--- START ---

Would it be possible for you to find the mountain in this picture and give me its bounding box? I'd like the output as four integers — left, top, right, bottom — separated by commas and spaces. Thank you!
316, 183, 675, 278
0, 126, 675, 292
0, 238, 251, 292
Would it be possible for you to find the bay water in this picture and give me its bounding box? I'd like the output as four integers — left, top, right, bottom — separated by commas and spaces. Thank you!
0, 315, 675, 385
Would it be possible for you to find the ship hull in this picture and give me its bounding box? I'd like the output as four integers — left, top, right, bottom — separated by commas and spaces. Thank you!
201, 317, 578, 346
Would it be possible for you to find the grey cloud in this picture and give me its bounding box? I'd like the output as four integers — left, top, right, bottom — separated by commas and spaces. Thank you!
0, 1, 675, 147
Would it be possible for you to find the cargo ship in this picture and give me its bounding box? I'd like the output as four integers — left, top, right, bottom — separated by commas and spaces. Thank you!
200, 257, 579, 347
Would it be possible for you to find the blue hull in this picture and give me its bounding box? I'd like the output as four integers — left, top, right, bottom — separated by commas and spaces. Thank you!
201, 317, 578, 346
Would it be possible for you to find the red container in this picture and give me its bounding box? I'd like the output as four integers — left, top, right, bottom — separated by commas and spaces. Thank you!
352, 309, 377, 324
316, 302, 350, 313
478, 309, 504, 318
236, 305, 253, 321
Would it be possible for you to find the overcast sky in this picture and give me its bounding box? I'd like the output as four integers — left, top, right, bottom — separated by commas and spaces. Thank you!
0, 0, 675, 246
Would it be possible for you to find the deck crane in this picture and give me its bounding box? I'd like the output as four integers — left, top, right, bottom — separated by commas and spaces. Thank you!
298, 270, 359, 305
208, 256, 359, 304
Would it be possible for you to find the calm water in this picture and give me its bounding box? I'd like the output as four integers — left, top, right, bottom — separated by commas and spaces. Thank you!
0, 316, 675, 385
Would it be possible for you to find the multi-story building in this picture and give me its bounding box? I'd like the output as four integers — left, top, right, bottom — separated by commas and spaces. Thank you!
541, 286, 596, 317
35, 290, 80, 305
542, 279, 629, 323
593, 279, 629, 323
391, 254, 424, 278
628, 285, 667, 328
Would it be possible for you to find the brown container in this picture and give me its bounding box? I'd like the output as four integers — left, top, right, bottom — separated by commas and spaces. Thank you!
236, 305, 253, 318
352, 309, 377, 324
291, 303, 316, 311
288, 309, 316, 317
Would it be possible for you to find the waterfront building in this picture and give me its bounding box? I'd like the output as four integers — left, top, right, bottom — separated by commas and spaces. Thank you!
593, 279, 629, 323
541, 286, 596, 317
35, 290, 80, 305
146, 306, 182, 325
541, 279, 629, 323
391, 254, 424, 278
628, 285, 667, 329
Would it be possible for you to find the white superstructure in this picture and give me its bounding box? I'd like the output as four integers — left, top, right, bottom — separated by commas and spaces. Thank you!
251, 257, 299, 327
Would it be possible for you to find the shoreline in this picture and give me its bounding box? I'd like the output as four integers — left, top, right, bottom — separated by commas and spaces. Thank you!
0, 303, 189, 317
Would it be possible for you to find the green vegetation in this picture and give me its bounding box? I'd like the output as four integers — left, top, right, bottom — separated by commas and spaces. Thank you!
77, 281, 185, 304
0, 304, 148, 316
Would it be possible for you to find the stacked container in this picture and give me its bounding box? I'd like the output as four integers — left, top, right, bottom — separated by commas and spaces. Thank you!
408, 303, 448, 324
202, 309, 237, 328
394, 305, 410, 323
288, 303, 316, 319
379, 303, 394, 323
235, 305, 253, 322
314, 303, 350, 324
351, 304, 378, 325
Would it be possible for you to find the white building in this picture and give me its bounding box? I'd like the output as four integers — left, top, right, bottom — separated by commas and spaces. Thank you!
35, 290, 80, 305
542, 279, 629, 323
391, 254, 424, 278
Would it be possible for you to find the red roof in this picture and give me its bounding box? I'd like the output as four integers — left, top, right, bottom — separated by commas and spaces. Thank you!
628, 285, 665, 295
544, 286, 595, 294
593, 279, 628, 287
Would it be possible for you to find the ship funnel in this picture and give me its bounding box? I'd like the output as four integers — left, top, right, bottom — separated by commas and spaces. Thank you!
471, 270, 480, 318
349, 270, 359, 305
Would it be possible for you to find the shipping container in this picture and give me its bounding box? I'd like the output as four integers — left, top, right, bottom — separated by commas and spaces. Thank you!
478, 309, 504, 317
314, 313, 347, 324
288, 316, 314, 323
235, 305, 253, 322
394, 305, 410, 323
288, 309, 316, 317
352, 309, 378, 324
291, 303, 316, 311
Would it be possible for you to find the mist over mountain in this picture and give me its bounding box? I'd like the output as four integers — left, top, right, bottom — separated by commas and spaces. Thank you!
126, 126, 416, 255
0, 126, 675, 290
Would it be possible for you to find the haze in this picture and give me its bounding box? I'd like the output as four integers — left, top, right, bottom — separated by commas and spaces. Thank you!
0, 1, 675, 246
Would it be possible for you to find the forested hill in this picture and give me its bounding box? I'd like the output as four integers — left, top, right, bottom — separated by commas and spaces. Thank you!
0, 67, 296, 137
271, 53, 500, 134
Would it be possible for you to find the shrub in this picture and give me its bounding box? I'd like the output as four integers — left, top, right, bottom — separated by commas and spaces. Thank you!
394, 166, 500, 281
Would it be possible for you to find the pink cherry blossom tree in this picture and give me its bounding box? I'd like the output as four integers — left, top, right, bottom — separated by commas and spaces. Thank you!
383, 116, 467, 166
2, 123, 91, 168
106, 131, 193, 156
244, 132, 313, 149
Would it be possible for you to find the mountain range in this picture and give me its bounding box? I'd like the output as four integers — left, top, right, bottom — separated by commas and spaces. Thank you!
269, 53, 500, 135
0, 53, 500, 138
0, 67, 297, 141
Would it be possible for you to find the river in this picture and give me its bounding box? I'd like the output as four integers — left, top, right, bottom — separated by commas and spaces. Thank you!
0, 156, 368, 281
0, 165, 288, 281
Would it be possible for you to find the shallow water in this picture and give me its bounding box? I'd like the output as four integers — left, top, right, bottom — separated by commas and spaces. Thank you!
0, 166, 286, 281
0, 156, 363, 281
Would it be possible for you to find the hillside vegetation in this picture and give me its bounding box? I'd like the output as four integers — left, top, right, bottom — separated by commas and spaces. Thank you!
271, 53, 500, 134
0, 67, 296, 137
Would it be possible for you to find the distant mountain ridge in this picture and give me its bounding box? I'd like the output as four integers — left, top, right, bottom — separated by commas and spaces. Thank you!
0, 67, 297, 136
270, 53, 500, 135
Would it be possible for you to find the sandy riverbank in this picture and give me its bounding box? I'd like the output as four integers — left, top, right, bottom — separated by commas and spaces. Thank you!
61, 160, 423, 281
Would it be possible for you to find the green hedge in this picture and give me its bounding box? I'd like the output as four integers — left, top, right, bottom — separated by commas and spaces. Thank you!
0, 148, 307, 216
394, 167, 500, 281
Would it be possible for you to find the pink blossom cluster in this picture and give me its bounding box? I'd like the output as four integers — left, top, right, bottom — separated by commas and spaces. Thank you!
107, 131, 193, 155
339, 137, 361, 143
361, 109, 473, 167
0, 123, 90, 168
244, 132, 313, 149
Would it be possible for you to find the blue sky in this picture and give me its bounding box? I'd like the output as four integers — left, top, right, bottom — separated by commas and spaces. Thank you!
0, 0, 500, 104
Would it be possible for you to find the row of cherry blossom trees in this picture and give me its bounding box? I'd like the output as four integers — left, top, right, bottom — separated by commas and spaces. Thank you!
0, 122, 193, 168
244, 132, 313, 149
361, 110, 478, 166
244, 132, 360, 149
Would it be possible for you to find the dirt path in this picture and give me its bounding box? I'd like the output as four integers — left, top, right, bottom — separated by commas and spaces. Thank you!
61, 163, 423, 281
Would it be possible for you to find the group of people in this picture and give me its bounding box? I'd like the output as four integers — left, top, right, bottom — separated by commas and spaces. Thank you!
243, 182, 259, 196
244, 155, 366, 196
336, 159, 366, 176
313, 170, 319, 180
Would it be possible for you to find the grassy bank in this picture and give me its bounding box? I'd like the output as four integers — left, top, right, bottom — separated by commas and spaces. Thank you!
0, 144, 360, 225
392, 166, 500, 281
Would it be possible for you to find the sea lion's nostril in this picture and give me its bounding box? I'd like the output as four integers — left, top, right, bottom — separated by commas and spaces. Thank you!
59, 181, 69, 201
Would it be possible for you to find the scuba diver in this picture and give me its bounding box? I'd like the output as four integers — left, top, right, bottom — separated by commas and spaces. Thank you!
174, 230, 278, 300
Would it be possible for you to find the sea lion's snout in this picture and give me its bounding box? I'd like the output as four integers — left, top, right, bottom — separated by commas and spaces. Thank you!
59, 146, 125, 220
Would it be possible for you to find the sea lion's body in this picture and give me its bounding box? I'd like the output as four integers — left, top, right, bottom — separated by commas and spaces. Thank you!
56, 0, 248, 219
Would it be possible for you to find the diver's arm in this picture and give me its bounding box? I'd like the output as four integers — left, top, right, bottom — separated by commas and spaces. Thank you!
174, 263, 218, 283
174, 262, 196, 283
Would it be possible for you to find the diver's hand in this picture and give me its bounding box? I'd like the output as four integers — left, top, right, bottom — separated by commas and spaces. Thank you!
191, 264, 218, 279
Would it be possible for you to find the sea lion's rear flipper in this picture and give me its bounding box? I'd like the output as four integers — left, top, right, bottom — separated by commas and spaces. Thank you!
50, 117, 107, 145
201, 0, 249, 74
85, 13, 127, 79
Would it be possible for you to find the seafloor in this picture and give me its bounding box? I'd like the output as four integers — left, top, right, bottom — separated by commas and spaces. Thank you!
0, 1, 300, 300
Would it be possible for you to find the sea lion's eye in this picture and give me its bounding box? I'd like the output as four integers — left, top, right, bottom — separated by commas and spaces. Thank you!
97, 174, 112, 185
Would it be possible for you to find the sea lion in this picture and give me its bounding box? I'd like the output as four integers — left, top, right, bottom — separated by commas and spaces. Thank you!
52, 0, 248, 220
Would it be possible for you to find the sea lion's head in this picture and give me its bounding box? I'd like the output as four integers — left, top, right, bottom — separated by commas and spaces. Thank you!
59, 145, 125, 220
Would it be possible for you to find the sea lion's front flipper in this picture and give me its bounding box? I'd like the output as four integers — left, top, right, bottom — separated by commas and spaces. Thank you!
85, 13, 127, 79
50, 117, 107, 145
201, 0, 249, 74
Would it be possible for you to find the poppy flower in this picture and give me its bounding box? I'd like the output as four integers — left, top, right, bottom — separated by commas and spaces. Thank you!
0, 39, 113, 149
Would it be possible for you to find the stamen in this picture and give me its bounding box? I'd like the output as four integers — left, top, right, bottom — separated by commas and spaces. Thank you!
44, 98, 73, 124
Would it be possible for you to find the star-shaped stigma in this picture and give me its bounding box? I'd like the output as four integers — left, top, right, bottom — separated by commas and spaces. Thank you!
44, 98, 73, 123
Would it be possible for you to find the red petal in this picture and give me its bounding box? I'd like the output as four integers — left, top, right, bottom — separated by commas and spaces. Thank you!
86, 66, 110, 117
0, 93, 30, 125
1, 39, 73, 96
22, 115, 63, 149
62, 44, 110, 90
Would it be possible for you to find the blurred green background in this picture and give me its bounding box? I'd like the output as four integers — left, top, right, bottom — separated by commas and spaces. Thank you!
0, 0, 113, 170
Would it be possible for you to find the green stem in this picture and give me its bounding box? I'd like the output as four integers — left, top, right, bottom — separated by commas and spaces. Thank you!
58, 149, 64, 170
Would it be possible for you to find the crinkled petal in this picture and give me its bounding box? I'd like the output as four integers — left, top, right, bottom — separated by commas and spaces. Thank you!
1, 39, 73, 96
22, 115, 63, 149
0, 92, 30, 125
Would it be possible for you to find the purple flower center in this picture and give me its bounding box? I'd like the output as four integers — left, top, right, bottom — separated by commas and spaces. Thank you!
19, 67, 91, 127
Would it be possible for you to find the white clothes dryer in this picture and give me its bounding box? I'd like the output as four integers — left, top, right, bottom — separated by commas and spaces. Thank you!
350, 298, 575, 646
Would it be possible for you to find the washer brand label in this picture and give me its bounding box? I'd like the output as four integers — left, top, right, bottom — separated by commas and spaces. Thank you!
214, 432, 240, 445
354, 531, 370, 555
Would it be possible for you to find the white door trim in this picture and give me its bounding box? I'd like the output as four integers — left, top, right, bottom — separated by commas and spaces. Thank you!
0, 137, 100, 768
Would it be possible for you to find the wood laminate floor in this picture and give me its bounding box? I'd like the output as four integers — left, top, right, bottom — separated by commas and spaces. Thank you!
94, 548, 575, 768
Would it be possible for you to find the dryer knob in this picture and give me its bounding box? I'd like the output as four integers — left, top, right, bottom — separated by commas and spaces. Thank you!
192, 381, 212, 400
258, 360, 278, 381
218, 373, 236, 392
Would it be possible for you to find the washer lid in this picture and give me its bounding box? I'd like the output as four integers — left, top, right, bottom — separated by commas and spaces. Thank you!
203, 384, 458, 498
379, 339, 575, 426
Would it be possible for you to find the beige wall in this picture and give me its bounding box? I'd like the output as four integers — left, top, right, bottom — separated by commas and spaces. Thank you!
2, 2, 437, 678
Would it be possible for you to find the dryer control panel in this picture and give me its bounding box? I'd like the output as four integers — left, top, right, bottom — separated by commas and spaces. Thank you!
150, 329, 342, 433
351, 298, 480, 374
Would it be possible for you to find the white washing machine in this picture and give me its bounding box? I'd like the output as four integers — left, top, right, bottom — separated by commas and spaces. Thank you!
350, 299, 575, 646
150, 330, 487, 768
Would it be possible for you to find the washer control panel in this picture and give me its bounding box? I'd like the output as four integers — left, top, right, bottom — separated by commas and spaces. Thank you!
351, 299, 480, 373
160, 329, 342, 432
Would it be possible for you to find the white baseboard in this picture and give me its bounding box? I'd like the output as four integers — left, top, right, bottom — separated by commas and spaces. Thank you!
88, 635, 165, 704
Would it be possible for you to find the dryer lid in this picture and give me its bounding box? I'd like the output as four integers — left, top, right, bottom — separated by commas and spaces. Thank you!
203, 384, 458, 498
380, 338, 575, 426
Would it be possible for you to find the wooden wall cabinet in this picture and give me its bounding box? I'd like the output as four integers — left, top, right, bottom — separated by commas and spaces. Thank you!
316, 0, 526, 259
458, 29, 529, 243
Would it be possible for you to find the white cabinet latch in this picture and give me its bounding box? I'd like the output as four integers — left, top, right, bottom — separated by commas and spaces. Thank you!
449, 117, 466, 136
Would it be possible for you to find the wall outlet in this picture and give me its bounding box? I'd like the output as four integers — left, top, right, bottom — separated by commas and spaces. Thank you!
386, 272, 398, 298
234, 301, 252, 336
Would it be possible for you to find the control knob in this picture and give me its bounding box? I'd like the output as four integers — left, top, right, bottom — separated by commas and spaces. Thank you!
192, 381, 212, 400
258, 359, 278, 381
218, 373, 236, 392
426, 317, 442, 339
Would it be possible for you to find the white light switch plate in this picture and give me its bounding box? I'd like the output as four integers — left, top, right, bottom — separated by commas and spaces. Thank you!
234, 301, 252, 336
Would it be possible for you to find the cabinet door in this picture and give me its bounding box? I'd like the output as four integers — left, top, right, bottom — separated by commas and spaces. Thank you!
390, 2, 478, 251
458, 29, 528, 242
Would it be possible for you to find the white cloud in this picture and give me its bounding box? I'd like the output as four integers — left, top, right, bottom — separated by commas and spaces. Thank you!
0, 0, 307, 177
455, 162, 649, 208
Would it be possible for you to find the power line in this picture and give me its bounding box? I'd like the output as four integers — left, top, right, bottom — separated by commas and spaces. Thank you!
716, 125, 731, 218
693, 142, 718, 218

--- END ---

▶ SHORT PROBLEM: Rewrite the listing from the line with "Would it be possible for you to find the brown" up to and including the line with "251, 257, 299, 327", offsetting every bounding-box coordinate by -102 and keeping all other text on each line unchanged. Output only that span.

▶ RESPONSE TO THE TASK:
Would it be possible for you to find the brown container in this picture and give me its bounding box? I'd like the output as four integers — left, top, right, bottom — separated by commas and spaces. Thank you!
134, 203, 151, 216
250, 207, 275, 222
189, 201, 214, 209
186, 207, 214, 215
Would it be possible for you to find the waterfront building in this picture and give me its bounding box? I'd like the output as four integers — left, top, right, bottom — separated by commas and spaces. Thank you!
491, 177, 527, 221
439, 184, 494, 215
-67, 188, -22, 203
44, 204, 80, 223
439, 177, 527, 221
289, 152, 322, 176
526, 183, 565, 227
Would it be possible for you to find the white superstructure in this picture and give me its bounding box? I'd like the output as four integers — left, top, right, bottom — separated by commas and spaces. Thank you!
149, 155, 197, 225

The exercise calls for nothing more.